◆ **DOCUMENT SECTION**
____________________
# New here...Got a steal



## bigmike (Oct 13, 2012)

New here.Been lurking for a while...So yesterday was looking on CL and stumbled across a 5 month old REGISTERED Lamancha for 150.00..I picked her up today.She is so beautiful and sweet.Her mother was a very pretty doe and she had a beautiful sister also (not for sale or I might have brought home 2 goats).I added her to the goat pen with my 6 month old ND doe and 4 month old ND wether.She immediatly established herself as the queen.After about 5 minutes all was cool.Been out to check on her 3 times.Can't stay away.Anyway just wanted to let everyone know.Sure I will be asking for help occasionally as I am new with goats .Thanks, Mike


----------



## Straw Hat Kikos (Oct 13, 2012)

- From the Great State of North Carolina!!


Glad we have a lurker that got some sense. haha It's much better here than lurking and you'll find that out real soon!! 
Congrats on your new doe and I bet you'll like the La Mancha breed.


----------



## Alice Acres (Oct 13, 2012)

Congrats - and welcome!!

 .....from Minnesota!


----------



## bonbean01 (Oct 13, 2012)

Welcome bigmike!


----------



## Pearce Pastures (Oct 13, 2012)




----------



## ksalvagno (Oct 13, 2012)

As soon as you hit 10 posts you will have to post pictures of your goats!


----------



## Southern by choice (Oct 13, 2012)

from North Carolina

Hooray!!! I love my lamancha too, but she is bit of a brat! ND too! Can't wait for pictures.


----------



## cybercat (Oct 14, 2012)

from Tn


----------



## GoatCrazyLady (Oct 14, 2012)

Congrats and welcome! Would love to see pics of all your babies


----------



## CTChick (Oct 14, 2012)

Please post pictures - and welcome from Connecticut!  Laura


----------



## bigmike (Oct 14, 2012)
____________________
◆ **RECORDED INFORMATION**
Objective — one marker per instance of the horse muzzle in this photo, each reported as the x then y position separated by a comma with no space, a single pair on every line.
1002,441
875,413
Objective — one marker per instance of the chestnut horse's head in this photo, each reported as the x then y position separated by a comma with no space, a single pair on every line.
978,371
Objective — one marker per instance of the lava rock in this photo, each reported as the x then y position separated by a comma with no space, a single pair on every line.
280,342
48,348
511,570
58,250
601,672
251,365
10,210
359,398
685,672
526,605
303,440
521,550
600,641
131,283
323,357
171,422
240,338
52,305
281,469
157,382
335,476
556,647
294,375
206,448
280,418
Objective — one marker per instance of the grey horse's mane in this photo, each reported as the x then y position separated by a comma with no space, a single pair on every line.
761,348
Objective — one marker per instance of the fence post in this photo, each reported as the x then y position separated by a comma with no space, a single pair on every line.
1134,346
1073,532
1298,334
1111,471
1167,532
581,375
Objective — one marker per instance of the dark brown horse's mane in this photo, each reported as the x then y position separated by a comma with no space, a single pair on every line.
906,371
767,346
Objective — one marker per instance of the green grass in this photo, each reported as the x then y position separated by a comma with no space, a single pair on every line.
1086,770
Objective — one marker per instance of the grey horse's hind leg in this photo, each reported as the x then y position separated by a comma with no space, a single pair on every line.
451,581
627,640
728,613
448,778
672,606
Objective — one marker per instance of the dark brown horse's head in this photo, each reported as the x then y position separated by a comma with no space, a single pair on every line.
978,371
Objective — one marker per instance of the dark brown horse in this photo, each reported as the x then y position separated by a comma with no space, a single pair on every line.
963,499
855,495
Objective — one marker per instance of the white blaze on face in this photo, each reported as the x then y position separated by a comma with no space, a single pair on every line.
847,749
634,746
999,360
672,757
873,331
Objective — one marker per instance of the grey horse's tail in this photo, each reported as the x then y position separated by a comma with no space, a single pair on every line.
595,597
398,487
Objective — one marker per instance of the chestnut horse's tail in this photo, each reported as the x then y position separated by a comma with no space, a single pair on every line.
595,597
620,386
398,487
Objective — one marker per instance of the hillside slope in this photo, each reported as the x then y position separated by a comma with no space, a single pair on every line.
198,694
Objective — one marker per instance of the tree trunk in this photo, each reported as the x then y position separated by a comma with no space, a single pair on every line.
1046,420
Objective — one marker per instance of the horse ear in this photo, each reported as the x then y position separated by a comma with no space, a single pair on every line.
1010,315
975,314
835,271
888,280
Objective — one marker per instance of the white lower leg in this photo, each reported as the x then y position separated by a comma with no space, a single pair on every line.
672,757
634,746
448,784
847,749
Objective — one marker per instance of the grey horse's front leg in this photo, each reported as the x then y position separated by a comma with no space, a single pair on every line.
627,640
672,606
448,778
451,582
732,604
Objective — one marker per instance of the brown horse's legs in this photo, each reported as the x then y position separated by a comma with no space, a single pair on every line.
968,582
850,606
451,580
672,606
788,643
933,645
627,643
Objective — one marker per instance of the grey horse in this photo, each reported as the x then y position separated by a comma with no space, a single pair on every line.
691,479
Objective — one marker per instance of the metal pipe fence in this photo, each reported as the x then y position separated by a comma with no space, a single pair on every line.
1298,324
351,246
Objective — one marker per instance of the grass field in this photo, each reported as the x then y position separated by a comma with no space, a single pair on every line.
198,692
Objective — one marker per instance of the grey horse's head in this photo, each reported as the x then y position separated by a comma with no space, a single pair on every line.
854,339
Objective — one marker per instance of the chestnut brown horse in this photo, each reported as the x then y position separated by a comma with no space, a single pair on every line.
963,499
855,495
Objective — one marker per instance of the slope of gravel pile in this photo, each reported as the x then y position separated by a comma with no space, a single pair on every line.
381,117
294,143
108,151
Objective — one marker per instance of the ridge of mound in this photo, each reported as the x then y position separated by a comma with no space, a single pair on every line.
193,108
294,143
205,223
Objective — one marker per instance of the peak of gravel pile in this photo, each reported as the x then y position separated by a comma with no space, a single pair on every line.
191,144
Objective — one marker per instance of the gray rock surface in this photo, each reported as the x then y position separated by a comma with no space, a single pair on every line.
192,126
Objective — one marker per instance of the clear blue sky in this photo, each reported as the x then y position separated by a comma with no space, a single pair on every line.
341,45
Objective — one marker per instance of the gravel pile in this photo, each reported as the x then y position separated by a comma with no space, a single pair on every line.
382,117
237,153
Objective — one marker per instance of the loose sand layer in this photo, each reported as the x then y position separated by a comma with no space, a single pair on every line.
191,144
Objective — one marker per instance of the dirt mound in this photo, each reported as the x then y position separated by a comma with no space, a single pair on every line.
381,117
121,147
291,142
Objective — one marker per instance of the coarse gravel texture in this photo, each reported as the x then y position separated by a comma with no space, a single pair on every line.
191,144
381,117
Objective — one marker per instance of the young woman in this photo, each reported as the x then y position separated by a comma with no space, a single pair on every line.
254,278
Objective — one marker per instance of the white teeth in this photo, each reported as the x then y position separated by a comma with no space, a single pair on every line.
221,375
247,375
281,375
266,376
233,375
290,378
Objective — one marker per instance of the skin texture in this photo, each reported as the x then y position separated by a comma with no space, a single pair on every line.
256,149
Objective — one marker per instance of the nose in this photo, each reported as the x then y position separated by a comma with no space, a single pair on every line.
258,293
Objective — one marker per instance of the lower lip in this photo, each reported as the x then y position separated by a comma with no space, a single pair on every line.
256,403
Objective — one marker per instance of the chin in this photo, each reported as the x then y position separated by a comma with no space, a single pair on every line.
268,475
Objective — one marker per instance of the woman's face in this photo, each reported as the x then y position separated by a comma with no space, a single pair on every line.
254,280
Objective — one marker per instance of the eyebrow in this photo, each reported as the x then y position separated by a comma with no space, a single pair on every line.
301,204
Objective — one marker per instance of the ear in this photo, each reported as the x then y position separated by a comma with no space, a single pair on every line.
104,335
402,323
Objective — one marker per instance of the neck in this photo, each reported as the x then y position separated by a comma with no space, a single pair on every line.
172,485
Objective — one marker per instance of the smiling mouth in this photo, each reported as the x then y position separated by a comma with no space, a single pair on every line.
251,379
____________________
◆ **TASK DESCRIPTION**
Continue the forum thread about the newly bought LaMancha doe from the point where it stops.

◆ **WRITTEN RESPONSE**
Thanks everyone.Got home from the grocery store today and the little stinkers had escaped from the small pen I had them in into the big fenced area that I was going to let them out into once everyone had adjusted to being here.The reason I had them in there was that when I got my ND doeling she kept escaping and running off.I think I fixed her escape route.They were all out in the large pen browsing and playing when we drove up.Cupcake (my new Lamancha) started crying once she saw us.She has been rather loud but I am sure she misses her mom and the rest of her old herd.The DW and I went out and checked on them and spent a little time in the pen with them. Am going to leave them out in the large pen and just leave the small open so they can go in and out .That is where their food and water is and access to the goat barn.There is plenty of browse and room.I think the space and exercise will be good for them.As long as they stay in the pen I will leave them out.......Mike


----------



## Southern by choice (Oct 14, 2012)

ok big mike, you need to look around on the forum and post! so once you get to 10 post you can SHOW US SOME PICTURES!!!!

Many of us on here are goat picture junkies!


----------



## SkyWarrior (Oct 16, 2012)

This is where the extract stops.